=== Task objective ===
Lines before the one containing "Pass-network tagging: label the dark" are excluded; print that line and every line after it through the end of the material below, exactly.

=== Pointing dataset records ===
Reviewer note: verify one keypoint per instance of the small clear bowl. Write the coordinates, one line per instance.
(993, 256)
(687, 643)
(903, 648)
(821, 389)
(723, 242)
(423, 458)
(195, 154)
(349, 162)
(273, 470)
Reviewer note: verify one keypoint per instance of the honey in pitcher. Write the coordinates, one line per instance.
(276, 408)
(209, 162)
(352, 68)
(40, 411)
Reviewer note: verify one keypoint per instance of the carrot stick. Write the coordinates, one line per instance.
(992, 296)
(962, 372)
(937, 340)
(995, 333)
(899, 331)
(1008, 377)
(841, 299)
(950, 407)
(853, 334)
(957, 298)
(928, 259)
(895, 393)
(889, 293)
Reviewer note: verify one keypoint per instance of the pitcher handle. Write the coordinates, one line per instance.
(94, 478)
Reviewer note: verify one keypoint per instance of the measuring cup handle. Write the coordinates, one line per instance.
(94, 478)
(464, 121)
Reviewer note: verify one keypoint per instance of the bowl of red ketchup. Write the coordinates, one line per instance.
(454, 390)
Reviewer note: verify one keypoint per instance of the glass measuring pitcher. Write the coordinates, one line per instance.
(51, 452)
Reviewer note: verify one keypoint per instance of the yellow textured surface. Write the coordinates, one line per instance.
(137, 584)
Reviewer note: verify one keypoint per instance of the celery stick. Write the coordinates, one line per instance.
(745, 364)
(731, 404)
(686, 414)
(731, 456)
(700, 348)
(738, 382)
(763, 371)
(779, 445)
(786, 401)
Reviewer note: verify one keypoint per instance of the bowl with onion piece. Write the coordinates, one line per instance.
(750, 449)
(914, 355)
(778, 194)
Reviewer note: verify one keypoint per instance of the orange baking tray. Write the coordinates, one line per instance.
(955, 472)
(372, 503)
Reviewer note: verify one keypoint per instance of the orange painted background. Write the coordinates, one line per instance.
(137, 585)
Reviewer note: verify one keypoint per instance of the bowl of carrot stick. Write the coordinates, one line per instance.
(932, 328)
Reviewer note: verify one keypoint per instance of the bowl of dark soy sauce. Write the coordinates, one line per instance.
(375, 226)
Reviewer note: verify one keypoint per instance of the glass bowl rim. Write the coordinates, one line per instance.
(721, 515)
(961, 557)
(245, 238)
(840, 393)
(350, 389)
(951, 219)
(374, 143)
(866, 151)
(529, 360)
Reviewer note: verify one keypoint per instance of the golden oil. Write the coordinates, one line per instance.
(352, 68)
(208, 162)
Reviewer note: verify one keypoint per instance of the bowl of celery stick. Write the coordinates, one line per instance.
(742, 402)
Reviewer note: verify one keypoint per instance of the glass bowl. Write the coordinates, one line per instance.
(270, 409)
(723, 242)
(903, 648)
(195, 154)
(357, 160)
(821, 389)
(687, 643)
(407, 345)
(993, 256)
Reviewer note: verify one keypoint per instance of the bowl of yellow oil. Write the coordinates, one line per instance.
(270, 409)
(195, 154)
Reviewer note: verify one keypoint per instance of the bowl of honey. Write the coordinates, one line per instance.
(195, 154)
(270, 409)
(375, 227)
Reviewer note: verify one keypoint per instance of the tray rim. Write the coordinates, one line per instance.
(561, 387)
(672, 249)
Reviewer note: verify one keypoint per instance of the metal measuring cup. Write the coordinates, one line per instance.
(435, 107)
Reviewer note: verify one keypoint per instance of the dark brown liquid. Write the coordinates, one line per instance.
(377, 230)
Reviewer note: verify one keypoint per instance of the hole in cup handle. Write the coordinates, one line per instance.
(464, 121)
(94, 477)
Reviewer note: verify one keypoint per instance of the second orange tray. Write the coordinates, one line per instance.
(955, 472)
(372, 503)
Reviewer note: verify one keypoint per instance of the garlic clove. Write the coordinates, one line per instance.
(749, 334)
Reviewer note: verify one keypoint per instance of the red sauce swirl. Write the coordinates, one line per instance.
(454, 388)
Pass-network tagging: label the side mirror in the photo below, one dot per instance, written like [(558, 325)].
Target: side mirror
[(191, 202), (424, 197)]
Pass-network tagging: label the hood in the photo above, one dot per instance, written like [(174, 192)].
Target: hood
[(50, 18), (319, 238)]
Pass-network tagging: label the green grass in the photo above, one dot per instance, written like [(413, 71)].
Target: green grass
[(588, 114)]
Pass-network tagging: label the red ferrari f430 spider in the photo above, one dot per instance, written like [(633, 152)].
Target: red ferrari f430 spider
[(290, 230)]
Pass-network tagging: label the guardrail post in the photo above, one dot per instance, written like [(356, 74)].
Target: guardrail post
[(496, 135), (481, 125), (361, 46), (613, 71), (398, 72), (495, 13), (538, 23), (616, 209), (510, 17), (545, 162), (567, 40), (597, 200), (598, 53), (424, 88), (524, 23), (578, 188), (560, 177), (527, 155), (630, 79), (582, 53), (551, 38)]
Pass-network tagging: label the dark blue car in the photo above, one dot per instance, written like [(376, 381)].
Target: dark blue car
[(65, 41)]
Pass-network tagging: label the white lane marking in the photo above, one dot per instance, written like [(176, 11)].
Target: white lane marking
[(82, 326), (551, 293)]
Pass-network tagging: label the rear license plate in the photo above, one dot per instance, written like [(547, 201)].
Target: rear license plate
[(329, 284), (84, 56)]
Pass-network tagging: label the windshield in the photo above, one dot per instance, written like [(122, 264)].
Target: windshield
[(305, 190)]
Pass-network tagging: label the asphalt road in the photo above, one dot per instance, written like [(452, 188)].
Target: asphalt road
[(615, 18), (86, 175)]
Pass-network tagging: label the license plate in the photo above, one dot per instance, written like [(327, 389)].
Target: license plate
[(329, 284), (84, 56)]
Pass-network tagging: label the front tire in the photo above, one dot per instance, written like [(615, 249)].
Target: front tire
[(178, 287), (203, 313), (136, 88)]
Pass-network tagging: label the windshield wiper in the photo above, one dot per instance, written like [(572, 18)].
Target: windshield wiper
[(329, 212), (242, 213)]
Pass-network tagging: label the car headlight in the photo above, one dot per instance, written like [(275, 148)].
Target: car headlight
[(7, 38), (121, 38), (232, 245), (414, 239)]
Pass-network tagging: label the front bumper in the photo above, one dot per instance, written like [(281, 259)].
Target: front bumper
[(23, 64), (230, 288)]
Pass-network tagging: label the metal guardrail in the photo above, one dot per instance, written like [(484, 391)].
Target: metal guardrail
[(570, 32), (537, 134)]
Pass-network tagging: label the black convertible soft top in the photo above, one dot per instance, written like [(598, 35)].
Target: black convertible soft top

=== The answer ===
Pass-network tagging: label the dark blue car in the photo above, one dot per instance, written like [(376, 381)].
Target: dark blue car
[(65, 41)]
Pass-network tagging: label the white lane marking in the photo above, one dot per instance, written like [(176, 11)].
Target: white lane marking
[(82, 326), (551, 293)]
Pass-network tagging: label the rear license plate in the photo above, one dot per instance, written like [(547, 201)].
Target: rear license plate
[(329, 284), (84, 56)]
Pass-network tagging: label the windshield in the photo above, one dot per instance, written like [(122, 264)].
Target: windshield
[(305, 190)]
Pass-network tagging: label the asphalt road in the photo above, one dot per instance, written like [(452, 188)].
Target: asphalt road
[(615, 18), (86, 175)]
Pass-network tagging: label the license plate in the photo above, one dot per instance, written like [(327, 389)].
Target: license plate
[(329, 284), (84, 56)]
Pass-network tagging: label the front tire in the photo above, one dot per instance, written like [(615, 249)].
Target: front tire
[(178, 287), (203, 313), (136, 88)]
Pass-network tagging: label the windshield wiper in the photo above, one dot per instance, written like [(572, 18)].
Target: windshield wiper
[(329, 212), (242, 213)]
Pass-network tagging: label the car headlight in the photo above, one dot per instance, written like [(275, 148)].
Target: car headlight
[(7, 38), (121, 38), (232, 245), (414, 239)]
Pass-network tagging: label the front bumper in the photo above, one dot per instance, written like [(281, 259)].
Target: front bumper
[(23, 64), (230, 288)]
Pass-network tagging: label the metal guardrail in the photo above, one dot per instance, written like [(484, 391)].
Target: metal guardrail
[(570, 32), (537, 134)]
Pass-network tagging: label the black convertible soft top in the photo above, one dot per instance, written like [(598, 35)].
Target: black convertible soft top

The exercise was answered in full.